#### Problem to work on:
Which lines of the data below hold "mast"? Copy each of them.
======== Supplied information
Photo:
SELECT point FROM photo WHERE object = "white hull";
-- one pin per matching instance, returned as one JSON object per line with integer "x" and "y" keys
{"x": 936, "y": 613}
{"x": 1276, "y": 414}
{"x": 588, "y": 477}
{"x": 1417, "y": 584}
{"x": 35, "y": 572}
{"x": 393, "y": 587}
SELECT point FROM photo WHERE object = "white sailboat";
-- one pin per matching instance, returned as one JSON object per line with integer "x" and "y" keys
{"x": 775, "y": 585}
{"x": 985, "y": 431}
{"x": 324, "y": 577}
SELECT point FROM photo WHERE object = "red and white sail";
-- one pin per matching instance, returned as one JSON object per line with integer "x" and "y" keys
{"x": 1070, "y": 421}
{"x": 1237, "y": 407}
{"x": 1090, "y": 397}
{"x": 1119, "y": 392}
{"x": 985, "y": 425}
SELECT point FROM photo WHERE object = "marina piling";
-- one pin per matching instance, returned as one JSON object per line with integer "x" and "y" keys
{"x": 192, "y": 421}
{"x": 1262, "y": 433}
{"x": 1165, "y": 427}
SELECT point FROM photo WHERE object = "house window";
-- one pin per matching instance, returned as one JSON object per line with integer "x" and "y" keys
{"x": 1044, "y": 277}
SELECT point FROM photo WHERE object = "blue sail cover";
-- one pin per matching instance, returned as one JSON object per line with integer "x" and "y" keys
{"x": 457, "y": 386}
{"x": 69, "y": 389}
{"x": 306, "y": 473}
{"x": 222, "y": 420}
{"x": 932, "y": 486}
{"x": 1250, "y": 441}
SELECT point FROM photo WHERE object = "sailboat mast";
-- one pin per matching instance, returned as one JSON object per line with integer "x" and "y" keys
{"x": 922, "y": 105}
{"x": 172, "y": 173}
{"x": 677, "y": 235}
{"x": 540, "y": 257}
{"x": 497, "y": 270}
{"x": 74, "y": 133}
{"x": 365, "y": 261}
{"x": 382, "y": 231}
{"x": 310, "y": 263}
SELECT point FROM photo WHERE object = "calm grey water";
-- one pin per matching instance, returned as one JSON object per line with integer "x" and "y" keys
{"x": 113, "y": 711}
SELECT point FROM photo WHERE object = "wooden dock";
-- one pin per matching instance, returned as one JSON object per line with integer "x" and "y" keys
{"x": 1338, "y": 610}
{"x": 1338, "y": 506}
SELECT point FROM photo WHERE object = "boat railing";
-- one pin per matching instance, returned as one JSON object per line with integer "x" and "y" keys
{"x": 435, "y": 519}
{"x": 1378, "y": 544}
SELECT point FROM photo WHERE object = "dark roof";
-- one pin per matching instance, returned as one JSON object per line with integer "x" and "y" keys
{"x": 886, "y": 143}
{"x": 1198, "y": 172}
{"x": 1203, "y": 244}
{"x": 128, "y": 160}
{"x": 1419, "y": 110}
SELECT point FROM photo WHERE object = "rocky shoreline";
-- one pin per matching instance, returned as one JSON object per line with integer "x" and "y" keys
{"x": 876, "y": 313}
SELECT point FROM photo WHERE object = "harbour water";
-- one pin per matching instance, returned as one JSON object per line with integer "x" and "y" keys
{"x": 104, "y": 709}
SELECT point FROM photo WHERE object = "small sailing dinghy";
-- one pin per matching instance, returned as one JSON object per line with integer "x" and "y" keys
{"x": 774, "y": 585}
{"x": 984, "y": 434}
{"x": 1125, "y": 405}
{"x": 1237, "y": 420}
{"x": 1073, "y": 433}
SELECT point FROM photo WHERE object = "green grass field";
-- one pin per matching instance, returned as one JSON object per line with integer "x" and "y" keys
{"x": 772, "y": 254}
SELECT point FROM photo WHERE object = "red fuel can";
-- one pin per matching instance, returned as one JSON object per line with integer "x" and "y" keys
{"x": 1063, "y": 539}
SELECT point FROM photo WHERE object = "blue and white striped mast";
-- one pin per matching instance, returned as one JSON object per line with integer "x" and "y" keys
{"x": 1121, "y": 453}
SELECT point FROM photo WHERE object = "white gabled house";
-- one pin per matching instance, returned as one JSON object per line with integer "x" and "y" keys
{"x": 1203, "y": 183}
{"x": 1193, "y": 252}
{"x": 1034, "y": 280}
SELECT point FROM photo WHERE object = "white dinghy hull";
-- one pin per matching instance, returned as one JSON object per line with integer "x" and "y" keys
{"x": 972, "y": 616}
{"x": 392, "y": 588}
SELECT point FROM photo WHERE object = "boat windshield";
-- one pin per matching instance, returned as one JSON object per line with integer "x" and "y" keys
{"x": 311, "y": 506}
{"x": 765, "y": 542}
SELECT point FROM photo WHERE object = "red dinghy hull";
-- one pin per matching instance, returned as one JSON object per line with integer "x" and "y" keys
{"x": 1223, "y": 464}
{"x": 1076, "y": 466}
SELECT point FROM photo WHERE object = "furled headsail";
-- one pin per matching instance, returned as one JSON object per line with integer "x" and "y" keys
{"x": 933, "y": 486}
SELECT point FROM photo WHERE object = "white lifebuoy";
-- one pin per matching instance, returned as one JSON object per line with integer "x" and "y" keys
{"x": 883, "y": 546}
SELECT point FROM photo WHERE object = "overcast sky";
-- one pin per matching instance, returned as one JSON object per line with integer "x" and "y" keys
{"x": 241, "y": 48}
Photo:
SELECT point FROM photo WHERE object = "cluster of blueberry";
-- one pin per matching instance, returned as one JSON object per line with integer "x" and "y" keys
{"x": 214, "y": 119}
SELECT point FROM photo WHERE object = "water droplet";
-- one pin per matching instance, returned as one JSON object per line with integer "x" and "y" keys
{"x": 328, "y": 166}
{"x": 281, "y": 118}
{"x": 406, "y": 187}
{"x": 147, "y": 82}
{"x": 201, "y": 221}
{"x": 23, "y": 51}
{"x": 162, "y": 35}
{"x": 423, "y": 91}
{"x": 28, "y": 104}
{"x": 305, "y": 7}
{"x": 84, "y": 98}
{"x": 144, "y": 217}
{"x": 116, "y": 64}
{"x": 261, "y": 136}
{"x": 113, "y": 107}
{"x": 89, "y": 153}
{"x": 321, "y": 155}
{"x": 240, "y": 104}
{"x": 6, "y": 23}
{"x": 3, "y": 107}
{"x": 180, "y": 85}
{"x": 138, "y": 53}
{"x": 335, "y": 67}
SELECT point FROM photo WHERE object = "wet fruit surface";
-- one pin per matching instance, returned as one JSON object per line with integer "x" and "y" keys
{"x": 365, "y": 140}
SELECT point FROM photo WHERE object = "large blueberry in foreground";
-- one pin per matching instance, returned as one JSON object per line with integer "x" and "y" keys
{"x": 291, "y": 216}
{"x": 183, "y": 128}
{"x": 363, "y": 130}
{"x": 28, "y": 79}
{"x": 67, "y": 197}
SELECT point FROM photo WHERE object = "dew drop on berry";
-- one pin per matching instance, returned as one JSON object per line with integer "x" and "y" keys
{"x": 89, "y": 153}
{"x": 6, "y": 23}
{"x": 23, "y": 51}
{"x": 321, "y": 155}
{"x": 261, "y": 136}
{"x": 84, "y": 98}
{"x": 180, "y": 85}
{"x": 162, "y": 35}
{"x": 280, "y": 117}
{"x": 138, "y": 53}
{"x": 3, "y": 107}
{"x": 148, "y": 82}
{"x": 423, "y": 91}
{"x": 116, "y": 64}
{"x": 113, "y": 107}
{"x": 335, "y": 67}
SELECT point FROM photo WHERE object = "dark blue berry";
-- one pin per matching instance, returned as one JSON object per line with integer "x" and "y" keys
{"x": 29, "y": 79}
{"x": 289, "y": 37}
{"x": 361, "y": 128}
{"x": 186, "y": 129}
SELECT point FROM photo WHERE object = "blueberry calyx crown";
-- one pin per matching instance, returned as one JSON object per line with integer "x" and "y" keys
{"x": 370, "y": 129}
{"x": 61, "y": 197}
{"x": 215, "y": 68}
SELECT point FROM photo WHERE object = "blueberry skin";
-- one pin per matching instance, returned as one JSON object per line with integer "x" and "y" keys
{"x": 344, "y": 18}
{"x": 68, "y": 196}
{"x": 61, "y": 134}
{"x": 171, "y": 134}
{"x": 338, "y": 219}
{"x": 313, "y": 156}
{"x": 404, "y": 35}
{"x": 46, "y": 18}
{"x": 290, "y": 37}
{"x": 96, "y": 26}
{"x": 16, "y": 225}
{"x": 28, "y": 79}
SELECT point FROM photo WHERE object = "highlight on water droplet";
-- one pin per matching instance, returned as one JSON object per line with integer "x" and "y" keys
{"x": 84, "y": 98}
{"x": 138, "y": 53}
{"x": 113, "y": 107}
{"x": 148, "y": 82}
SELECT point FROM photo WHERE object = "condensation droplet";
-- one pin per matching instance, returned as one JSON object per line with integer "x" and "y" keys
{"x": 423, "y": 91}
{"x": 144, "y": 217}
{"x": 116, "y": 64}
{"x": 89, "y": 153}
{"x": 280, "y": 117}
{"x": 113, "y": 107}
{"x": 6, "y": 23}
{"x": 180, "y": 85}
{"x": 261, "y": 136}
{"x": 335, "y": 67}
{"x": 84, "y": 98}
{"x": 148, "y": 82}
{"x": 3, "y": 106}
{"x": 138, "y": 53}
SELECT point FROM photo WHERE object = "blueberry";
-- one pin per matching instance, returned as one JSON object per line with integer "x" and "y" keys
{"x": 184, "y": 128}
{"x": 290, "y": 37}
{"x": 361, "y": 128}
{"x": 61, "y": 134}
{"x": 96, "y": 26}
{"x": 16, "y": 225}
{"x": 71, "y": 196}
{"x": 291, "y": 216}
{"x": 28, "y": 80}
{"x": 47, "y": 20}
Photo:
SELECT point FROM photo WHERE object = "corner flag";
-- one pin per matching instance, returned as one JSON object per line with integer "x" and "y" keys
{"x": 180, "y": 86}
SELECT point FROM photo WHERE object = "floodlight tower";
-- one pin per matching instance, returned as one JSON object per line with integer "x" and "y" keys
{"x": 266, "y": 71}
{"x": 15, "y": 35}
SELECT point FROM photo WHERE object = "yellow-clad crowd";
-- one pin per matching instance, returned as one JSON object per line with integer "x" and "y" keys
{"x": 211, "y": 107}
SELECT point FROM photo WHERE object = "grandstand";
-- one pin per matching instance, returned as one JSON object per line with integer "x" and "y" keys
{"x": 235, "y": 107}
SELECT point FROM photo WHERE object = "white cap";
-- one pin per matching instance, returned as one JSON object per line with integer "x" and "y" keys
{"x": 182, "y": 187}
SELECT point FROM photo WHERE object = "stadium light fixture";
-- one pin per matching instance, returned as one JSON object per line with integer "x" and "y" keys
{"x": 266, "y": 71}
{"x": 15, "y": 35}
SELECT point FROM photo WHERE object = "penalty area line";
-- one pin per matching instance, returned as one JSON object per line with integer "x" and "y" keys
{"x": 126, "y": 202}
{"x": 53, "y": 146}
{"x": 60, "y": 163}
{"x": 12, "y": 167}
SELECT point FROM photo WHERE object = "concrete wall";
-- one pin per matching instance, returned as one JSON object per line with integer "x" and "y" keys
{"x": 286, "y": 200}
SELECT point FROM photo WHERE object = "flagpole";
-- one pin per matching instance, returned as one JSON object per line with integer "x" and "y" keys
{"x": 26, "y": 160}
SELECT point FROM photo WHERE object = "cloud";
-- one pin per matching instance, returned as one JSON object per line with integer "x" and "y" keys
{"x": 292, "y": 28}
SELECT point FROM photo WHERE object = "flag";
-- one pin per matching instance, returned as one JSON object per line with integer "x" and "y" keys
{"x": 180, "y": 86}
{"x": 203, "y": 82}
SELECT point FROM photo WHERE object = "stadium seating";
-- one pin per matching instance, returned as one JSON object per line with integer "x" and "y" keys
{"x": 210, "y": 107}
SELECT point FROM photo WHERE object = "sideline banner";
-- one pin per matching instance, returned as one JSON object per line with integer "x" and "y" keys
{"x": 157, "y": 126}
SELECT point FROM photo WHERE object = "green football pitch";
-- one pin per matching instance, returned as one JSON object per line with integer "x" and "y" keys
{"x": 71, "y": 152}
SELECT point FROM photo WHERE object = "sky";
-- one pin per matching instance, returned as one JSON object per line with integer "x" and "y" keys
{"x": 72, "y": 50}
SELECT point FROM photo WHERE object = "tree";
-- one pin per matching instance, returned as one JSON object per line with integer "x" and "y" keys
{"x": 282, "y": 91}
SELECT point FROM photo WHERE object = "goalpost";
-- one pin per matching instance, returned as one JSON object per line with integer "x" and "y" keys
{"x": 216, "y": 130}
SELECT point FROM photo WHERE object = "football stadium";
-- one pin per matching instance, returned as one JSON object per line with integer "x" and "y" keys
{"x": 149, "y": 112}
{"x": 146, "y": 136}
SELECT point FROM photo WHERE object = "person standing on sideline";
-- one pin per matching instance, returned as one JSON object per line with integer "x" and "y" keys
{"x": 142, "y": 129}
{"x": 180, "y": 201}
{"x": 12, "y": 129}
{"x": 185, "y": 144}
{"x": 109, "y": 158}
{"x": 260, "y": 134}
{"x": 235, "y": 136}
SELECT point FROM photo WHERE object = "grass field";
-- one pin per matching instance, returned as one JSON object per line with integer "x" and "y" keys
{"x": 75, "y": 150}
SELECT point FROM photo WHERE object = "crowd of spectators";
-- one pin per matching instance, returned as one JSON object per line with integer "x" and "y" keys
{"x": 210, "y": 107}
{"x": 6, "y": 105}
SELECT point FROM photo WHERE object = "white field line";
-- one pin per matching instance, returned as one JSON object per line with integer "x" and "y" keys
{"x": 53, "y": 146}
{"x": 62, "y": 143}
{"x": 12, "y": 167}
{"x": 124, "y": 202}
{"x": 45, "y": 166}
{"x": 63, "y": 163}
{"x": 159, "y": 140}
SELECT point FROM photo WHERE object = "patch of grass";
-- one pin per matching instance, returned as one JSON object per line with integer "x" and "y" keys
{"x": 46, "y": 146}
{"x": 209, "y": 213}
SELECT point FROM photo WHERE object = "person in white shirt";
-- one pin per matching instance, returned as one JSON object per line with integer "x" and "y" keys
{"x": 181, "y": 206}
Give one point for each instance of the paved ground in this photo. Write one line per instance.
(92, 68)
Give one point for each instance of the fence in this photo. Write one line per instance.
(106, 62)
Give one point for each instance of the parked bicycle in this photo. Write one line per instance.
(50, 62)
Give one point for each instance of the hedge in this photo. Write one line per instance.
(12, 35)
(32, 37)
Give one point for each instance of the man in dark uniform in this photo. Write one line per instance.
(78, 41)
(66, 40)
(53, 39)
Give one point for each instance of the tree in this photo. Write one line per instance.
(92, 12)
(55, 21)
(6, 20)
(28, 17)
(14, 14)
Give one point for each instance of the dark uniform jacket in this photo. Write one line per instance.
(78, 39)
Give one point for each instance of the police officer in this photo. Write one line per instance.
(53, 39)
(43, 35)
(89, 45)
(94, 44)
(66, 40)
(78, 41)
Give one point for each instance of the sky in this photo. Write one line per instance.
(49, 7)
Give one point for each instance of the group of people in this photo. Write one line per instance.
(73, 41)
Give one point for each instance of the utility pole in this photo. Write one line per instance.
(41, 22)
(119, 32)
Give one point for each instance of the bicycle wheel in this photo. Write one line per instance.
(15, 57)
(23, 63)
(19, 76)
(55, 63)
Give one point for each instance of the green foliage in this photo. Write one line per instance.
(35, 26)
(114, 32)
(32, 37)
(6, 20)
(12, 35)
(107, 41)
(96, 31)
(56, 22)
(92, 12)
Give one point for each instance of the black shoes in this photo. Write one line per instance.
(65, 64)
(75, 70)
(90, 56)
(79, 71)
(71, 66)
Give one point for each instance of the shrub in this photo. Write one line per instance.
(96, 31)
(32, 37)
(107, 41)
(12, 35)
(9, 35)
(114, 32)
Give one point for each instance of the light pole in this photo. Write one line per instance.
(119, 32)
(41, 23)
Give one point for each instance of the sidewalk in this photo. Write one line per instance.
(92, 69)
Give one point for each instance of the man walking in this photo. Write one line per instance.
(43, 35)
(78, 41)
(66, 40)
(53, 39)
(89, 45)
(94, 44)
================
#### Response to this exercise:
SELECT point FROM photo WHERE object = "sailboat mast";
SELECT point FROM photo WHERE object = "blue and white striped mast";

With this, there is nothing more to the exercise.